#### [STATED GOAL]
Can you select every line from the entries below that contains the word "bulldog" and copy each one out? Case counts when matching.

#### [DATA LINES]
◇ ◇ ◇

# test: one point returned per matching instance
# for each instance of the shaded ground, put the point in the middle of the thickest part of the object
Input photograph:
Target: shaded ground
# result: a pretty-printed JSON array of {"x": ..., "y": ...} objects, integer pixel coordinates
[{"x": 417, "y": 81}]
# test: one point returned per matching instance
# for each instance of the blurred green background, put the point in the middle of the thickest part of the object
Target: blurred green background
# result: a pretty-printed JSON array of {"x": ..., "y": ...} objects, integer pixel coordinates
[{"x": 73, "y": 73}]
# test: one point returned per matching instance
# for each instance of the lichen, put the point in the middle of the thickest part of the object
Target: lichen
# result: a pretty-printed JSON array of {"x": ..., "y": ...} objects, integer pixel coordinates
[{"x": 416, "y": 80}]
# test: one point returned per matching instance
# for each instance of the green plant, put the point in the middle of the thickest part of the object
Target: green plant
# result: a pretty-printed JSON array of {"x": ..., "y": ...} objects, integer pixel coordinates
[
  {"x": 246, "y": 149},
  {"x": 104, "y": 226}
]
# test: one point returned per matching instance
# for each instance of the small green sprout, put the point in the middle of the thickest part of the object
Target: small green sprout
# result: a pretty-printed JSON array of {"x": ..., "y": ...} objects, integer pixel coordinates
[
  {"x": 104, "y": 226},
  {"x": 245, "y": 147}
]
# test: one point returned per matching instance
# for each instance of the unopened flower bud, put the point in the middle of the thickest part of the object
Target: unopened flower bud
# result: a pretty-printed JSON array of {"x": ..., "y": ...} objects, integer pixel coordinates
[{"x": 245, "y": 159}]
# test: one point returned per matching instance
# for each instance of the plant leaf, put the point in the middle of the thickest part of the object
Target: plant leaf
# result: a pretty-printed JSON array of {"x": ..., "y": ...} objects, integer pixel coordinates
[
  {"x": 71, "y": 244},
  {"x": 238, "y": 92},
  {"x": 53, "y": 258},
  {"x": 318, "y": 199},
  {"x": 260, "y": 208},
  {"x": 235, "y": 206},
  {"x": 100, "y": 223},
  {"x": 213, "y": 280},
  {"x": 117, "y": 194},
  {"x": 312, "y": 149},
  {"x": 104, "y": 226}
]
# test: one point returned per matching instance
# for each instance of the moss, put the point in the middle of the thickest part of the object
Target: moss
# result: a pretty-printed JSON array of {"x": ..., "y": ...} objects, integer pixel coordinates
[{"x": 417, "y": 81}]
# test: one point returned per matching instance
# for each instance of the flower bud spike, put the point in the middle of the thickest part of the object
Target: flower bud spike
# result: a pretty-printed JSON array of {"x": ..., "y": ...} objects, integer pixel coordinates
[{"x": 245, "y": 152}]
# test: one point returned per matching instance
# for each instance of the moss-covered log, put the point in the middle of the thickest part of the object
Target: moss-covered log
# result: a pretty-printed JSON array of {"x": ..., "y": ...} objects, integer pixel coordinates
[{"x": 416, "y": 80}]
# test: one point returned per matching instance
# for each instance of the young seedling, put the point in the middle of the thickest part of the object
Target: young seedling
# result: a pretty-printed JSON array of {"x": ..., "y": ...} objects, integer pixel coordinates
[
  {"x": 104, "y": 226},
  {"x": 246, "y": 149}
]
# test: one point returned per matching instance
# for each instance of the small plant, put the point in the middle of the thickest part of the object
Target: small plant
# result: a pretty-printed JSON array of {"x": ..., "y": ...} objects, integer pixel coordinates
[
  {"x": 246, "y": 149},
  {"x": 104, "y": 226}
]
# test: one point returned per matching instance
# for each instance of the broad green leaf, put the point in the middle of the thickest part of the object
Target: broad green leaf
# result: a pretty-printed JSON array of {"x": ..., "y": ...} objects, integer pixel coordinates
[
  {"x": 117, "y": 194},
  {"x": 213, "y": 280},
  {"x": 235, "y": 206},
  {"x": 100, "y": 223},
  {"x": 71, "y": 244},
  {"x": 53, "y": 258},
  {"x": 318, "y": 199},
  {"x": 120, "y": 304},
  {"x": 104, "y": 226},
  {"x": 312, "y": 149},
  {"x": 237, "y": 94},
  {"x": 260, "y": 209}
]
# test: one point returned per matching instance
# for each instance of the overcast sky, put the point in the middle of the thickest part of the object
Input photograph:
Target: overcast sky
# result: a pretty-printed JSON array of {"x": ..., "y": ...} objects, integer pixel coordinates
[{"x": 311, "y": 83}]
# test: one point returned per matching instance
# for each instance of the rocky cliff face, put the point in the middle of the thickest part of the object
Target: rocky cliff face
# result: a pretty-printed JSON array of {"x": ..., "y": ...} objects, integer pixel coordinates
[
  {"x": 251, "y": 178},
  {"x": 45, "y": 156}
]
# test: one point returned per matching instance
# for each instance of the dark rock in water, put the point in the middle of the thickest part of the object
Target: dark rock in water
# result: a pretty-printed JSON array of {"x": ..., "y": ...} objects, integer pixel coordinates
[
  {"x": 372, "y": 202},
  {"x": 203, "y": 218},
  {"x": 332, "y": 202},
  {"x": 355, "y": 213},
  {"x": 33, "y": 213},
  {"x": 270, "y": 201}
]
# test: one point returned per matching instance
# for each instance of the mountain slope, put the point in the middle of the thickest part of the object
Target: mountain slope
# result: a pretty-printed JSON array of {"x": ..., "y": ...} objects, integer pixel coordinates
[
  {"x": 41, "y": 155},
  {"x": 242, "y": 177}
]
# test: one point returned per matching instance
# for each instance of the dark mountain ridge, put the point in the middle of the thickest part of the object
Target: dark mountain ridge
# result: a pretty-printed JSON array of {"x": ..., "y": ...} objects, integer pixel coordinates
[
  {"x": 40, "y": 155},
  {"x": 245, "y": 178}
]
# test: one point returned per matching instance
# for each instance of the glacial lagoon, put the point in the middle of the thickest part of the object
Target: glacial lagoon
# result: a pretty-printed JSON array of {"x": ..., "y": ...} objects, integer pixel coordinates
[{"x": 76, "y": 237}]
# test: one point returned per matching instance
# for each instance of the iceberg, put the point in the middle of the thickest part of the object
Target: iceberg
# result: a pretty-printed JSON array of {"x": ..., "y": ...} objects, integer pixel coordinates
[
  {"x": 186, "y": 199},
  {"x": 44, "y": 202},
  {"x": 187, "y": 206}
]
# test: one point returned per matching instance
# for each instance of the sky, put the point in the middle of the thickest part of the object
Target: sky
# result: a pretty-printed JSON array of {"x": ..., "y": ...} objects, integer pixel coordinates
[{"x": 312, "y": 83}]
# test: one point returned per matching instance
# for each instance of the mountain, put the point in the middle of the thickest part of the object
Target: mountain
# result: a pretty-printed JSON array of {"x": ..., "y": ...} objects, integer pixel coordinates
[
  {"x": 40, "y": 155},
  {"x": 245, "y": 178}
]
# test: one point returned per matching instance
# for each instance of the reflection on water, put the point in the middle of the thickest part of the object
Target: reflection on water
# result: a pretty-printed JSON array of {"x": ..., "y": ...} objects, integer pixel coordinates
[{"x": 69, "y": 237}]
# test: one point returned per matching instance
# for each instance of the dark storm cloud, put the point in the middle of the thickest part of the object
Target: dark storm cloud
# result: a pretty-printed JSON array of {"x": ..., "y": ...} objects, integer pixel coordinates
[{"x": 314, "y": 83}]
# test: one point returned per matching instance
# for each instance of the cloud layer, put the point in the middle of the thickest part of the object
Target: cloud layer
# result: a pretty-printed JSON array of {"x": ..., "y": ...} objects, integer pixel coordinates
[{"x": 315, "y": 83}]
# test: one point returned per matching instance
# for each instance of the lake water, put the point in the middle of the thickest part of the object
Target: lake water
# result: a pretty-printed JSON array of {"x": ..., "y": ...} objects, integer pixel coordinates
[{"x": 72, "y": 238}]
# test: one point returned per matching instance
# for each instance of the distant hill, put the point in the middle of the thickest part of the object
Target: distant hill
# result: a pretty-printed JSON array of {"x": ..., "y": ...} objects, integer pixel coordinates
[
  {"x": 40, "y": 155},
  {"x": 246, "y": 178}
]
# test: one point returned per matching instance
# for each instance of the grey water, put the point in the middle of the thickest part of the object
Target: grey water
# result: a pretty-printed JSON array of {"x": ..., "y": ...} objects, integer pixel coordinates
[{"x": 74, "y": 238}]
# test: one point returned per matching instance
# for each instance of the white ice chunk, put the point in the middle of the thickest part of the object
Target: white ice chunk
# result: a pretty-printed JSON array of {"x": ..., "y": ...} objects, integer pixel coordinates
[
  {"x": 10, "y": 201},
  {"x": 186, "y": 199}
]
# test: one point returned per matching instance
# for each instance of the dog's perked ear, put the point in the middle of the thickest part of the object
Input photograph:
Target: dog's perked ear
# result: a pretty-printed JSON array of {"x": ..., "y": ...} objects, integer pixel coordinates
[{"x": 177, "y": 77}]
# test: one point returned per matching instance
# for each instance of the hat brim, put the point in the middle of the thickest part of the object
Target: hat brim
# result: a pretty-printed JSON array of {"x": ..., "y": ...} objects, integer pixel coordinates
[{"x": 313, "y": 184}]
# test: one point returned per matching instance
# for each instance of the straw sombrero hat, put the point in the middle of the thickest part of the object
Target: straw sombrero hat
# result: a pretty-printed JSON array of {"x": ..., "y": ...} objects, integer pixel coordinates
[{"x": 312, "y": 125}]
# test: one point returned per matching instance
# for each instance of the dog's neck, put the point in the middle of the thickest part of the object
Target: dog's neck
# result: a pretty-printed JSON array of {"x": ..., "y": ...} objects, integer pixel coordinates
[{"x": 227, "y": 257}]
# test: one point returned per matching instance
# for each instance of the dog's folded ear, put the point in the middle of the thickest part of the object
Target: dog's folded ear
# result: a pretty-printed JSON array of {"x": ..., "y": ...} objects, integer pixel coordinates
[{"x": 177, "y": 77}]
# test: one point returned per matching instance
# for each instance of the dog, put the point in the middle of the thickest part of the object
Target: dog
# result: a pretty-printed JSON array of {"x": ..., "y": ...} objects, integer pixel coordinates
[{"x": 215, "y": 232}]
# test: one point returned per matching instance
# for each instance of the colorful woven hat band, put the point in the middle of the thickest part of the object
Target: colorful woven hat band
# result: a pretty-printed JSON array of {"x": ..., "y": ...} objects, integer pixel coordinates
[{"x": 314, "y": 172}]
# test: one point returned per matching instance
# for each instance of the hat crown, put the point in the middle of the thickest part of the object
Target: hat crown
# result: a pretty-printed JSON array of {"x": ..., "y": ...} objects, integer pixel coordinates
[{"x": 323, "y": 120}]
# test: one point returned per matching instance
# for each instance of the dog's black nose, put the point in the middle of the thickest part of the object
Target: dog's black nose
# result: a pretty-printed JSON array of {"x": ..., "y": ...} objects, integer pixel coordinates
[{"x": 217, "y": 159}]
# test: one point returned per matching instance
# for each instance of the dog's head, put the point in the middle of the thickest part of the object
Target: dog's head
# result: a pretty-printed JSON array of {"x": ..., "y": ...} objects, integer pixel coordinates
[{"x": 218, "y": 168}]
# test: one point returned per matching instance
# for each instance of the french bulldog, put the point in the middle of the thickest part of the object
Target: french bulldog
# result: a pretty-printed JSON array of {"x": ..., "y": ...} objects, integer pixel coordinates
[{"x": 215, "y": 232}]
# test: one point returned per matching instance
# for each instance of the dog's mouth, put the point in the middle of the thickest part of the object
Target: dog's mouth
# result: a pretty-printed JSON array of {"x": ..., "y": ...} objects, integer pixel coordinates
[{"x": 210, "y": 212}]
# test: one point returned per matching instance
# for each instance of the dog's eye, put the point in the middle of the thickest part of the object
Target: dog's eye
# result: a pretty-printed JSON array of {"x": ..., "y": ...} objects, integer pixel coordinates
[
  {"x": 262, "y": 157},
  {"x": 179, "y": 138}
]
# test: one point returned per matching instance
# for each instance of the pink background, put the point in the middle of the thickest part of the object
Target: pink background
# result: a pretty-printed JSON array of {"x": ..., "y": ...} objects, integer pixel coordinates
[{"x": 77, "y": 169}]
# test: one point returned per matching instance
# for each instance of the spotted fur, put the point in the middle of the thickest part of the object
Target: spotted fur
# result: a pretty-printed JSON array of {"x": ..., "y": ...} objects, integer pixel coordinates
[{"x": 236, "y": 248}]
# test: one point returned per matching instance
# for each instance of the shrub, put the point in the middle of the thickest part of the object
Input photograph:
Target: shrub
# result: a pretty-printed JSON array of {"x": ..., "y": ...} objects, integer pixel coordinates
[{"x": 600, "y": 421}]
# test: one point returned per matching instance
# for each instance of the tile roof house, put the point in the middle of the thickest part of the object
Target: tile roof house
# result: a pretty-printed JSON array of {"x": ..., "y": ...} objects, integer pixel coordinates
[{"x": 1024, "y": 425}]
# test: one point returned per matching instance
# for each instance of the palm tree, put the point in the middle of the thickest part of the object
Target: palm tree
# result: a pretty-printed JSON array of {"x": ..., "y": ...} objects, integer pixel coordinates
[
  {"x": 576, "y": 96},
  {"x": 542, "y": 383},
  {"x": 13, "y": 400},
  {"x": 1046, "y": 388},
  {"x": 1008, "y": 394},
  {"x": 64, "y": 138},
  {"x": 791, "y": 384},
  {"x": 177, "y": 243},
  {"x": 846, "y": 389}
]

◇ ◇ ◇

#### [TASK RESULT]
# for each instance of the french bulldog, put the point in the middle of the thickest part of the object
Target: french bulldog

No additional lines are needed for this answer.